Directions for this task: Write the listing out again, exactly as it reads below.

Given data:
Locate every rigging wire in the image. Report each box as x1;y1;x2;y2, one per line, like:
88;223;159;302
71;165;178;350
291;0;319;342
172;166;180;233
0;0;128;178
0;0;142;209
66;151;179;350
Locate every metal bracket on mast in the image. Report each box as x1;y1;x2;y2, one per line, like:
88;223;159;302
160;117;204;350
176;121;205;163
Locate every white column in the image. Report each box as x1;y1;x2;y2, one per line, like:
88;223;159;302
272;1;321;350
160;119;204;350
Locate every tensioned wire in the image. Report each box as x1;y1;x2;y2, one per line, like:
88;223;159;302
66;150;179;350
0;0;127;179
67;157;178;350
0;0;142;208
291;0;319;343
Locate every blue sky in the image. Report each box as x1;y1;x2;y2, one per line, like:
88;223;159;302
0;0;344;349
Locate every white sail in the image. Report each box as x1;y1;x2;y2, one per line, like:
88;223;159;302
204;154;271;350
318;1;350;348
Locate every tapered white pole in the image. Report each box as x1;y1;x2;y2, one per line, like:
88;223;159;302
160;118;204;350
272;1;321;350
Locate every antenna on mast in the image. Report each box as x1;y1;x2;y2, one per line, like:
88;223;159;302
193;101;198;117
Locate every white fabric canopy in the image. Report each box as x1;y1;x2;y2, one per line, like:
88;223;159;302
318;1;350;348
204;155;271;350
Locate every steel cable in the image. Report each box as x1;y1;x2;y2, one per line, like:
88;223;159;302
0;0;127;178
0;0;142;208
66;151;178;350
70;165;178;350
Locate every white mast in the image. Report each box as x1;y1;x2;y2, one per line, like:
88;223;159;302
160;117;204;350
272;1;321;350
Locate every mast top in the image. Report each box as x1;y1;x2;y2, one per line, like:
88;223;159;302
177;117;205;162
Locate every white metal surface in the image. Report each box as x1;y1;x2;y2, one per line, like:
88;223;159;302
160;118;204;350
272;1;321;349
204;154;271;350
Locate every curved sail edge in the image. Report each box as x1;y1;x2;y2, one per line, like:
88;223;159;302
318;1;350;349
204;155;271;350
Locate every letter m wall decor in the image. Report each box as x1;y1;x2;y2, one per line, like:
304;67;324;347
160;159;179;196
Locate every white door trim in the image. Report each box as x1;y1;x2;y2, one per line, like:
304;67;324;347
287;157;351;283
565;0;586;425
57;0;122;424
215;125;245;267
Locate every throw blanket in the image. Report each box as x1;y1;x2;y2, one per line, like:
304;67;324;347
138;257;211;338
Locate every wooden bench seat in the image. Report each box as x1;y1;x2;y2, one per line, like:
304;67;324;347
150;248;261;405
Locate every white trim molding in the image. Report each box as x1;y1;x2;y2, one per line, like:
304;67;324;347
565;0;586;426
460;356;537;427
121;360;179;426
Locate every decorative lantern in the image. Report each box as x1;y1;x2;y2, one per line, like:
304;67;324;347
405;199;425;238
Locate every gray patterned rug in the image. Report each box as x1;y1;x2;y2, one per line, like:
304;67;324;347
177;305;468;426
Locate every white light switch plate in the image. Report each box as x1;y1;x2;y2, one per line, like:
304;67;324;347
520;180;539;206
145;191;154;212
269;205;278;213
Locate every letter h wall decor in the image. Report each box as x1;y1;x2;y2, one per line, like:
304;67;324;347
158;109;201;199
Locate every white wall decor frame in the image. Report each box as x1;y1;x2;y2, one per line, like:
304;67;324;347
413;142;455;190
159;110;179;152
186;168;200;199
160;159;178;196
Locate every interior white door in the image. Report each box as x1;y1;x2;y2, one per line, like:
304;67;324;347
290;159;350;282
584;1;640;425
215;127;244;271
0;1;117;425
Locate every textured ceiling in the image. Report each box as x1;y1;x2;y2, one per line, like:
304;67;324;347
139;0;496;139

Result of the task:
Locate every rigging wire in the image. Report each box as x1;y1;x2;y2, one per line, like:
88;223;159;302
71;165;178;350
291;0;319;342
172;166;180;233
0;0;128;178
0;0;142;209
66;151;179;350
Locate every metal bracket on mast in the image. Report each box as x1;y1;x2;y2, one per line, like:
88;223;159;302
160;117;204;350
176;121;205;163
Locate every white column in the image. Report each box as x1;y1;x2;y2, one per line, like:
88;223;159;302
272;1;321;350
160;119;204;350
Locate every tensioned wire in the image. Report each box as x1;y1;x2;y2, one per line, like:
88;223;159;302
66;150;179;350
0;0;127;179
67;157;178;350
0;0;142;208
291;0;319;343
Locate every blue sky in the image. Report each box as x1;y1;x2;y2, one per line, like:
88;223;159;302
0;0;344;349
Locate every white sail in the image. Report each box as x1;y1;x2;y2, one per line, like:
88;223;159;302
204;154;271;350
318;1;350;348
Locate every tapered white pole in the image. Report each box as x1;y1;x2;y2, one per line, like:
88;223;159;302
160;118;204;350
272;1;321;350
Locate every antenna on mast in the image. Report each box as x1;y1;x2;y2, one per line, like:
88;223;159;302
193;101;198;117
Locate every white fabric canopy in the image. Report each box as x1;y1;x2;y2, one per line, like:
88;223;159;302
318;1;350;348
204;155;271;350
Locate every steel cable in the image. Report each box as x1;y1;x2;y2, one per line, like:
88;223;159;302
0;0;127;178
0;0;142;208
66;151;178;350
70;165;178;350
Locate every white mast in the image. Report each box as x1;y1;x2;y2, one per line, like:
88;223;159;302
160;117;204;350
272;1;321;350
Locate every mast top in the image. Report each box as x1;y1;x2;y2, one per line, like:
88;223;159;302
177;117;205;162
Locate every white metal surface in the image. Report each box as x1;y1;x2;y2, one per line, like:
88;223;159;302
160;118;204;350
272;1;321;349
204;154;271;350
Locate every curved sail edge in the image. Report each box as x1;y1;x2;y2, one per line, like:
88;223;159;302
318;1;350;349
204;155;271;350
Locate every letter m wall decor in the image. Report each box as x1;y1;x2;y2, one per line, like:
304;67;324;347
160;159;179;196
Locate every white door trim in the image. Report each box as x1;y1;x2;y2, one per line, like:
304;67;324;347
287;157;351;283
565;0;586;425
57;0;122;424
215;125;245;267
Locate every throw blanket in the image. Report each box as x1;y1;x2;y2, one per line, like:
304;67;324;347
138;257;211;338
Locate every wooden bench seat in the image. Report each box as x1;y1;x2;y2, one per line, like:
304;67;324;347
150;248;261;405
Locate every white trim molding in the image. Report each box as x1;y1;x2;y2, one per line, like:
304;67;324;347
565;0;586;426
460;356;537;427
121;360;179;426
Locate every decorative lantern in the image. Report each box as x1;y1;x2;y2, one per line, like:
304;67;324;347
405;199;425;238
Locate every gray patterned rug in the image. Report each box as x1;y1;x2;y2, one per line, like:
304;67;324;347
177;305;468;426
Locate every white light switch plate in the image. Report each box as x1;y1;x2;y2, one per line, like:
304;67;324;347
520;180;539;206
145;191;154;212
269;205;278;213
Locate every letter h wall decor in the image. Report each box as x1;y1;x2;y2, one per line, like:
304;67;324;347
158;109;201;199
Locate every white wall decor frame in the image. Report each box as x1;y1;x2;y2, one per line, like:
304;67;324;347
413;142;455;190
159;110;179;152
186;168;200;199
160;159;178;196
Locate every interior white door in the image. Report each box as x1;y1;x2;y2, one per line, like:
304;67;324;347
290;159;350;282
584;1;640;425
215;127;244;271
0;1;117;425
Locate every textured ceiling in the image. Report each box as x1;y1;x2;y2, one per line, like:
304;67;324;347
139;0;496;139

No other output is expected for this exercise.